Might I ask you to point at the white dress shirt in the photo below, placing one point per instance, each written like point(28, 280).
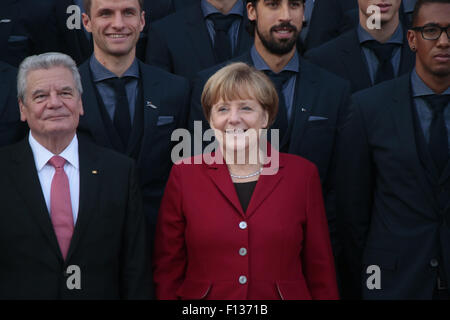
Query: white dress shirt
point(46, 171)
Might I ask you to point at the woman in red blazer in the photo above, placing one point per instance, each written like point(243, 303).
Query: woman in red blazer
point(236, 228)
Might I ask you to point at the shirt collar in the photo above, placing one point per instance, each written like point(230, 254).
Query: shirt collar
point(397, 36)
point(100, 73)
point(42, 155)
point(208, 8)
point(259, 63)
point(419, 88)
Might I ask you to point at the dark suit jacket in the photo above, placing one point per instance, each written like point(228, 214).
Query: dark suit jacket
point(75, 42)
point(152, 148)
point(179, 5)
point(388, 199)
point(109, 243)
point(343, 57)
point(11, 128)
point(317, 93)
point(286, 236)
point(26, 29)
point(180, 43)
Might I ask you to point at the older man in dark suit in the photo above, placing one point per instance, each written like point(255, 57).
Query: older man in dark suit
point(71, 220)
point(394, 174)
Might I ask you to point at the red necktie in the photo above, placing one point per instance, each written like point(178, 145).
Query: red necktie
point(60, 205)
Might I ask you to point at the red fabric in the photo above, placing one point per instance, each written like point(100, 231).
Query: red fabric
point(61, 205)
point(199, 235)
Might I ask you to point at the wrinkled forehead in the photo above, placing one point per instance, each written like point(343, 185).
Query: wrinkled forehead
point(434, 13)
point(234, 91)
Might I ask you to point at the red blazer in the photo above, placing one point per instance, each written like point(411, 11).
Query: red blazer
point(206, 247)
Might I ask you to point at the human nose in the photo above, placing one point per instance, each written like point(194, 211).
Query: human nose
point(54, 100)
point(117, 21)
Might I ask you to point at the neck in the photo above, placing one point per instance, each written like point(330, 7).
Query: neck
point(116, 64)
point(55, 143)
point(223, 6)
point(385, 32)
point(436, 83)
point(275, 62)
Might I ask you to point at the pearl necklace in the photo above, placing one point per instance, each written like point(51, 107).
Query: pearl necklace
point(247, 176)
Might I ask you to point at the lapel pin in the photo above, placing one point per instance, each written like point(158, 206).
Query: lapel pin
point(150, 104)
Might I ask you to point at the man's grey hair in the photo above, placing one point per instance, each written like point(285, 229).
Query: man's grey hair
point(46, 61)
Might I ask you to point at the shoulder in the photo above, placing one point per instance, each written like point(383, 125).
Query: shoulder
point(328, 81)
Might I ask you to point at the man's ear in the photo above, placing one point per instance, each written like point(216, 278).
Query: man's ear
point(86, 22)
point(251, 11)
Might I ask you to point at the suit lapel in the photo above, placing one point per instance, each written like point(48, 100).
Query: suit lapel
point(401, 112)
point(353, 60)
point(90, 175)
point(92, 119)
point(304, 97)
point(26, 180)
point(198, 36)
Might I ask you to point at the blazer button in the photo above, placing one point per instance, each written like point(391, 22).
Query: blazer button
point(434, 263)
point(242, 279)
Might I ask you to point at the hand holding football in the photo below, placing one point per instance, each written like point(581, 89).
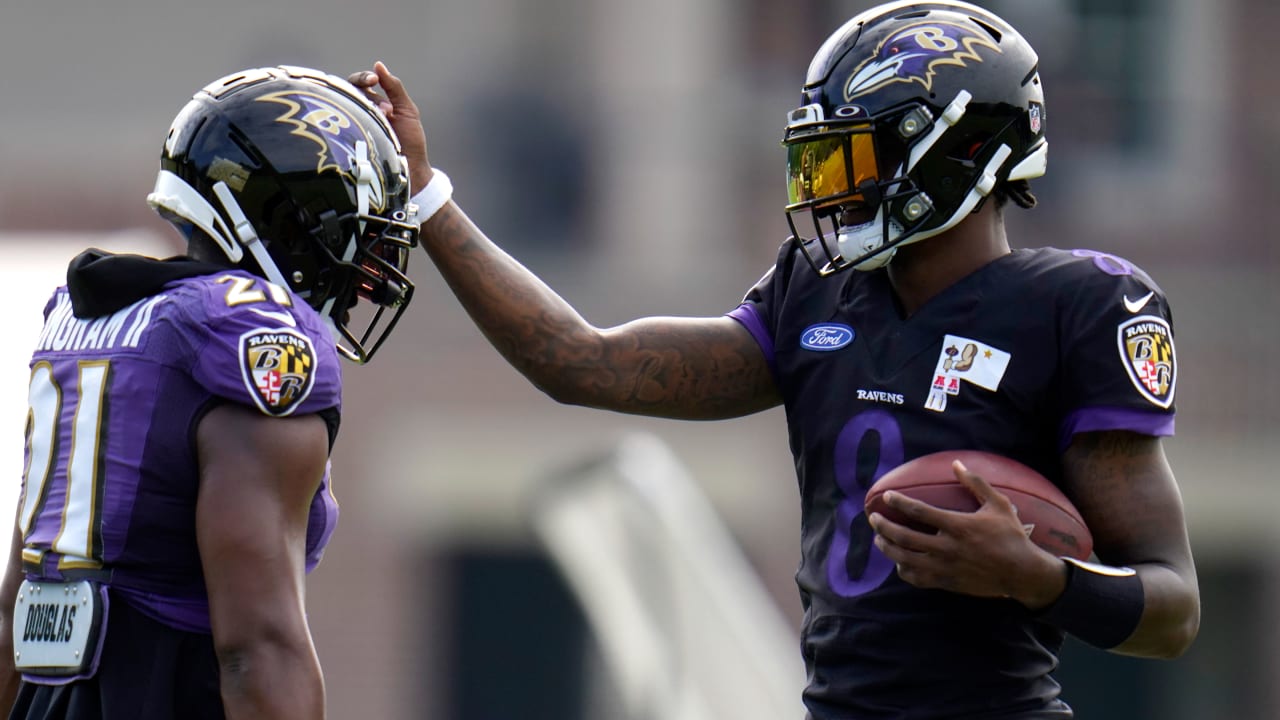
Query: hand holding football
point(1050, 518)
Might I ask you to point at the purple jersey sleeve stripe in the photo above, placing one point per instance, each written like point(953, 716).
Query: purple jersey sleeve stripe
point(1091, 419)
point(750, 319)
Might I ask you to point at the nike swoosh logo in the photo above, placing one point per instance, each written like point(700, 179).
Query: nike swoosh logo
point(278, 317)
point(1134, 305)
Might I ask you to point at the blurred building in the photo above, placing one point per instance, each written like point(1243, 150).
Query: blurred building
point(629, 153)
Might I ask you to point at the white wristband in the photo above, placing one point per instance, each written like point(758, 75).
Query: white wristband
point(432, 197)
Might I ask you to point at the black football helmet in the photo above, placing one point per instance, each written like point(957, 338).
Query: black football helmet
point(912, 114)
point(295, 176)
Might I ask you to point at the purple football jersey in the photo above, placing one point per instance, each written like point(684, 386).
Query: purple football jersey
point(112, 475)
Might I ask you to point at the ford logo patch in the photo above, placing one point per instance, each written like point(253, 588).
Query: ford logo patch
point(827, 336)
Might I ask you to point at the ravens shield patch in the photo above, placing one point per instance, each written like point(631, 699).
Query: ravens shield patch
point(1147, 352)
point(278, 367)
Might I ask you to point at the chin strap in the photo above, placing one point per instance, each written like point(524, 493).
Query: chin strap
point(247, 236)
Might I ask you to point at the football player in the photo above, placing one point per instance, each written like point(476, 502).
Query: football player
point(896, 322)
point(182, 414)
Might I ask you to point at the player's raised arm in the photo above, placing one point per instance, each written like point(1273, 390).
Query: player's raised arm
point(691, 368)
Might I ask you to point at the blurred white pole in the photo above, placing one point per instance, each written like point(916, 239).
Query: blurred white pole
point(684, 621)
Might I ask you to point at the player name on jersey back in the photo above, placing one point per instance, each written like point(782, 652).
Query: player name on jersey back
point(122, 329)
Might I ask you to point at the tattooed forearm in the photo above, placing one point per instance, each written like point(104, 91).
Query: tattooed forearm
point(668, 367)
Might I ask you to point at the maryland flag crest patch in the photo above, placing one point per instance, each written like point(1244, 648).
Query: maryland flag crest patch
point(1147, 351)
point(278, 367)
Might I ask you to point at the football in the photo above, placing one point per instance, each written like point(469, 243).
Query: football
point(1051, 520)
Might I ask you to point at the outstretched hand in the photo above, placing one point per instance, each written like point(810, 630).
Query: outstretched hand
point(403, 115)
point(986, 552)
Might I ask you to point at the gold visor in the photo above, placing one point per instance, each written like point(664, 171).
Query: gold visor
point(830, 165)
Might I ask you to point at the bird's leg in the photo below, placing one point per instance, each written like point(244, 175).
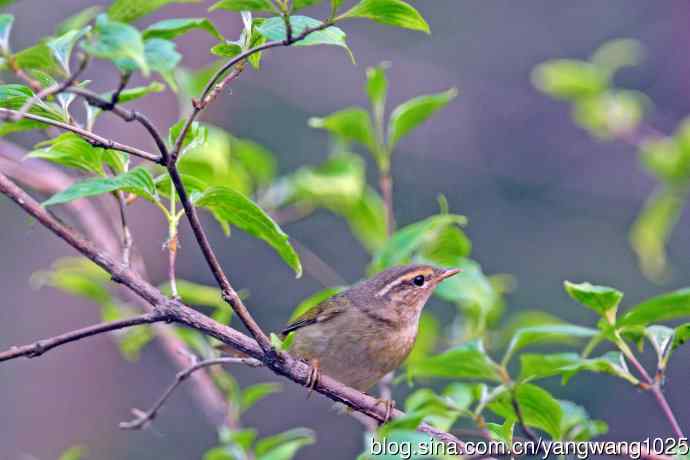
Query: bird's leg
point(313, 377)
point(389, 404)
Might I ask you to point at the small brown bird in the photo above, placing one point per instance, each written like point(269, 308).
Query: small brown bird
point(366, 331)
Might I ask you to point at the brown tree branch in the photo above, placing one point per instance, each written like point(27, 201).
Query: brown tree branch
point(38, 348)
point(175, 311)
point(95, 139)
point(48, 179)
point(142, 419)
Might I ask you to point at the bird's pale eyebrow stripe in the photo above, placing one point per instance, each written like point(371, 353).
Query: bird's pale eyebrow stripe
point(403, 277)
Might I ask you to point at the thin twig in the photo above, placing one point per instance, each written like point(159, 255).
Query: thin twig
point(94, 139)
point(38, 348)
point(57, 88)
point(228, 292)
point(126, 115)
point(175, 311)
point(143, 418)
point(49, 179)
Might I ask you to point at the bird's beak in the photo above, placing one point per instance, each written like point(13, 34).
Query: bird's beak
point(448, 273)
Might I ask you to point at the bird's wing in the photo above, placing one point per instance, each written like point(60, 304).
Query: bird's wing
point(324, 311)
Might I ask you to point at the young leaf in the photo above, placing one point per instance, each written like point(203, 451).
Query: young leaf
point(274, 29)
point(226, 49)
point(198, 294)
point(196, 136)
point(129, 10)
point(118, 42)
point(73, 453)
point(539, 409)
point(283, 446)
point(665, 307)
point(162, 57)
point(168, 29)
point(576, 424)
point(602, 299)
point(537, 366)
point(350, 124)
point(467, 361)
point(78, 21)
point(72, 151)
point(62, 46)
point(408, 115)
point(652, 228)
point(254, 393)
point(244, 5)
point(390, 12)
point(137, 181)
point(6, 21)
point(313, 300)
point(551, 333)
point(377, 87)
point(236, 209)
point(569, 79)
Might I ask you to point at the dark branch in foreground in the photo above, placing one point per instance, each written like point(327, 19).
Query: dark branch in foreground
point(175, 311)
point(142, 419)
point(38, 348)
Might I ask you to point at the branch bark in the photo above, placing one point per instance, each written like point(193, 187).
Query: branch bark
point(177, 312)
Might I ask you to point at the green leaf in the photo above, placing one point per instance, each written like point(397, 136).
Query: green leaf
point(72, 151)
point(258, 161)
point(138, 92)
point(576, 424)
point(226, 49)
point(63, 45)
point(669, 306)
point(77, 276)
point(377, 87)
point(408, 115)
point(550, 333)
point(274, 29)
point(129, 10)
point(569, 79)
point(195, 137)
point(611, 114)
point(390, 12)
point(616, 54)
point(173, 28)
point(6, 21)
point(539, 409)
point(118, 42)
point(661, 338)
point(300, 4)
point(137, 181)
point(602, 299)
point(38, 57)
point(313, 300)
point(367, 220)
point(428, 336)
point(73, 453)
point(162, 57)
point(350, 124)
point(78, 21)
point(244, 5)
point(469, 360)
point(404, 242)
point(254, 393)
point(283, 446)
point(652, 229)
point(236, 209)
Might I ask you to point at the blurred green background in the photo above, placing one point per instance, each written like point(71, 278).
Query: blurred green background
point(544, 201)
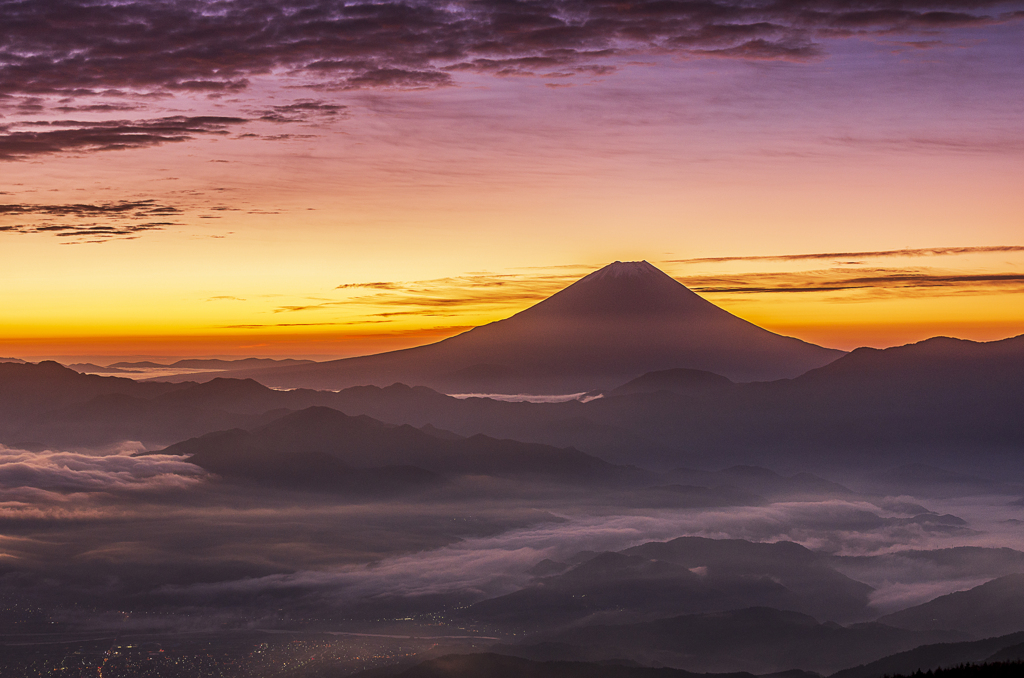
☆ ☆ ☆ ☆ ☆
* [WHAT THE TASK REQUIRES]:
Out of the data above, set down the lines from the one with "Might I ask you to point at the blurred building" to the one with "Might I ask you to point at the purple football", both included, exactly as written and with no additions.

* [EXERCISE ANSWER]:
Might I ask you to point at the blurred building in the photo above, placing one point per instance, each written like point(1243, 150).
Query: blurred building
point(629, 153)
Might I ask you to point at the white wristband in the photo above, placing one point per instance, each written like point(758, 75).
Query: white wristband
point(432, 197)
Might I ask you to point at the black football helmet in the photo above, placing one point per instance, each written like point(957, 338).
Query: black football helmet
point(912, 114)
point(295, 176)
Might I ask you to point at the purple football jersey in the photo above, placing one point per instance, each written like point(684, 386).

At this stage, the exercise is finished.